Material supplied:
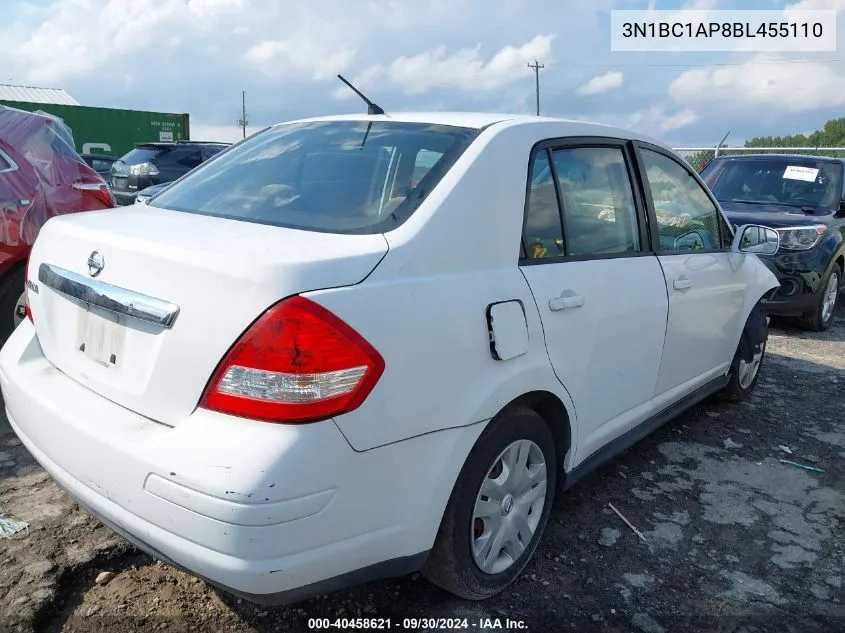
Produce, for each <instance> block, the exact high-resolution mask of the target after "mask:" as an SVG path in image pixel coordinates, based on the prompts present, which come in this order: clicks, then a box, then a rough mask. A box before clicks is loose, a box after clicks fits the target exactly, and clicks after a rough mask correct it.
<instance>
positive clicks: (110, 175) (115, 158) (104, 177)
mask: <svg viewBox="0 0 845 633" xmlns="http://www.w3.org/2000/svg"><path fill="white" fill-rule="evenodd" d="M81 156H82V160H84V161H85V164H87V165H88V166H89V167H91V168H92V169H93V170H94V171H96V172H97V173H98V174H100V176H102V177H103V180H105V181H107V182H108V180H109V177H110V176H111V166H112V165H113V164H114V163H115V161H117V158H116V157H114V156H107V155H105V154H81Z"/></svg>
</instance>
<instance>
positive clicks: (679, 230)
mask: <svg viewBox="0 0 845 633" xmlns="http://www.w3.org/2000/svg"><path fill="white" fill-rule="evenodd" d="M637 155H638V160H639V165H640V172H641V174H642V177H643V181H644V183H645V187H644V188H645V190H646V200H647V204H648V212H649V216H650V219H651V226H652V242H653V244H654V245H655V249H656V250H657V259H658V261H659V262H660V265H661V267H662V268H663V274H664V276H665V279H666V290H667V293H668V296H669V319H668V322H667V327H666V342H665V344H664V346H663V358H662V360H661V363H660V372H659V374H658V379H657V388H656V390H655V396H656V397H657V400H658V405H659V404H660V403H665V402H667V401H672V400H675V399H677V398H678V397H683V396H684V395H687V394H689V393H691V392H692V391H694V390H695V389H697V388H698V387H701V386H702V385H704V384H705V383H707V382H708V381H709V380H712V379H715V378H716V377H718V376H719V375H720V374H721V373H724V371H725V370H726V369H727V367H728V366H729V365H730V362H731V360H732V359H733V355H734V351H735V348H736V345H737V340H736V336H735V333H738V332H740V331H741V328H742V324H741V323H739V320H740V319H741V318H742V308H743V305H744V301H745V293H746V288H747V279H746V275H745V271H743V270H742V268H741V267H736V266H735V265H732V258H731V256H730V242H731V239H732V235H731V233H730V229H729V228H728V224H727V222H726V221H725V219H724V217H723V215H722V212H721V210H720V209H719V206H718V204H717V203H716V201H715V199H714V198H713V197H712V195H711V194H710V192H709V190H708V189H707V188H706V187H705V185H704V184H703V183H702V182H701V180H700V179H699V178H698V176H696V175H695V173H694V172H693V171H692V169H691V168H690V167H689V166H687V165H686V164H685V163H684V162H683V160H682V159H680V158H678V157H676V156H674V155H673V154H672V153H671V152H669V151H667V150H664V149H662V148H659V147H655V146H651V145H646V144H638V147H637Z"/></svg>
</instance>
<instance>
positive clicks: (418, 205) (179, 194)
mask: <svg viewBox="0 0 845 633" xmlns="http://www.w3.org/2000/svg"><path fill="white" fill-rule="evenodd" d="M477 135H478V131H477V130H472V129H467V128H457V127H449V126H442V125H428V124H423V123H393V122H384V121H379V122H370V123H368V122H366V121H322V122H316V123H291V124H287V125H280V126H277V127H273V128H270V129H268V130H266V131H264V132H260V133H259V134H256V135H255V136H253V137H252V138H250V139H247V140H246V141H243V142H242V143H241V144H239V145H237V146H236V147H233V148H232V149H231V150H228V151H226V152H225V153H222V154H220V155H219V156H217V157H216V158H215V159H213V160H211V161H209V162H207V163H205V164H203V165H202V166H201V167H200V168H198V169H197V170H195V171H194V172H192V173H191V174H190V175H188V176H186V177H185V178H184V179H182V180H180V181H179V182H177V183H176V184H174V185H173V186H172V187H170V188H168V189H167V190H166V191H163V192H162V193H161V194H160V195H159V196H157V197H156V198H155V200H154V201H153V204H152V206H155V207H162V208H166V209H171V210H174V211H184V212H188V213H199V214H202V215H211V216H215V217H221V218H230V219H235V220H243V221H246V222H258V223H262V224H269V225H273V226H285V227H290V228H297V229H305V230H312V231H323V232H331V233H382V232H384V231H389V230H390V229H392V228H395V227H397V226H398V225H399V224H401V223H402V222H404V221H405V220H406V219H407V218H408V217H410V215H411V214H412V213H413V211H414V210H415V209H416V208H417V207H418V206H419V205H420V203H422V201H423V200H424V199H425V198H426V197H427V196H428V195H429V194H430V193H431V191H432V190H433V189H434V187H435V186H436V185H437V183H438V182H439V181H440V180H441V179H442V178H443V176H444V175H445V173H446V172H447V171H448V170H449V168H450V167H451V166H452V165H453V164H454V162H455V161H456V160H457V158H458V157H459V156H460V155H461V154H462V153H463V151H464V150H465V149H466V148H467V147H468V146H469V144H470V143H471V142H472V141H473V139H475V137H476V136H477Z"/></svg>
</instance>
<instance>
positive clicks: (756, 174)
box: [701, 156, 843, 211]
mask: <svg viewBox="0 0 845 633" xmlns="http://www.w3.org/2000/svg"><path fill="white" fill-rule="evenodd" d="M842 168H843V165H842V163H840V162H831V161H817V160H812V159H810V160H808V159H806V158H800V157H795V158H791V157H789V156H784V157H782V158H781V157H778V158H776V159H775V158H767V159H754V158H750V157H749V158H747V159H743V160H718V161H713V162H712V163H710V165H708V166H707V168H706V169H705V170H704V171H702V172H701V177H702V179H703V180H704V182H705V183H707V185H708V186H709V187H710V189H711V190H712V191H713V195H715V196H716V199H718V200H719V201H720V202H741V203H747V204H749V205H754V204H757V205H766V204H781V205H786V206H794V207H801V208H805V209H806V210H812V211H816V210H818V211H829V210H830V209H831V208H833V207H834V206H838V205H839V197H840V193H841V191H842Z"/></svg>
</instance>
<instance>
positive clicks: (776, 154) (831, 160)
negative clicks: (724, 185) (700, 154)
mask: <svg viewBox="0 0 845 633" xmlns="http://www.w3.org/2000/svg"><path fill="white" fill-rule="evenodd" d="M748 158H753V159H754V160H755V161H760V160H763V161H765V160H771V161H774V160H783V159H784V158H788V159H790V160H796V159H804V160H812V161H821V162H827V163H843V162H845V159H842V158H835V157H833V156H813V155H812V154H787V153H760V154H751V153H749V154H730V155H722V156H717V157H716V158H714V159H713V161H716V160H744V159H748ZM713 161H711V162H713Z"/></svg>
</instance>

Task details: Please reproduce the data above from its first line through the line containing "positive clicks: (679, 230)", including both of those lines, and leave out the pictures.

The answer:
Produce, for each <instance> block, the exact high-resolution mask of the target after "mask:" as an SVG path in image pixel coordinates, based on the prompts present, which come in this order: clicks, then a box, then a rough mask. A box before clicks is loose, a box after clicks fits the target exactly, and clicks after a rough mask correct it.
<instance>
positive clicks: (110, 175) (115, 158) (104, 177)
mask: <svg viewBox="0 0 845 633" xmlns="http://www.w3.org/2000/svg"><path fill="white" fill-rule="evenodd" d="M81 156H82V160H84V161H85V164H87V165H88V166H89V167H91V168H92V169H93V170H94V171H96V172H97V173H98V174H100V176H102V177H103V180H105V181H107V182H108V180H109V177H110V176H111V166H112V165H113V164H114V163H115V161H117V158H116V157H114V156H107V155H105V154H81Z"/></svg>
</instance>
<instance>
positive clicks: (679, 230)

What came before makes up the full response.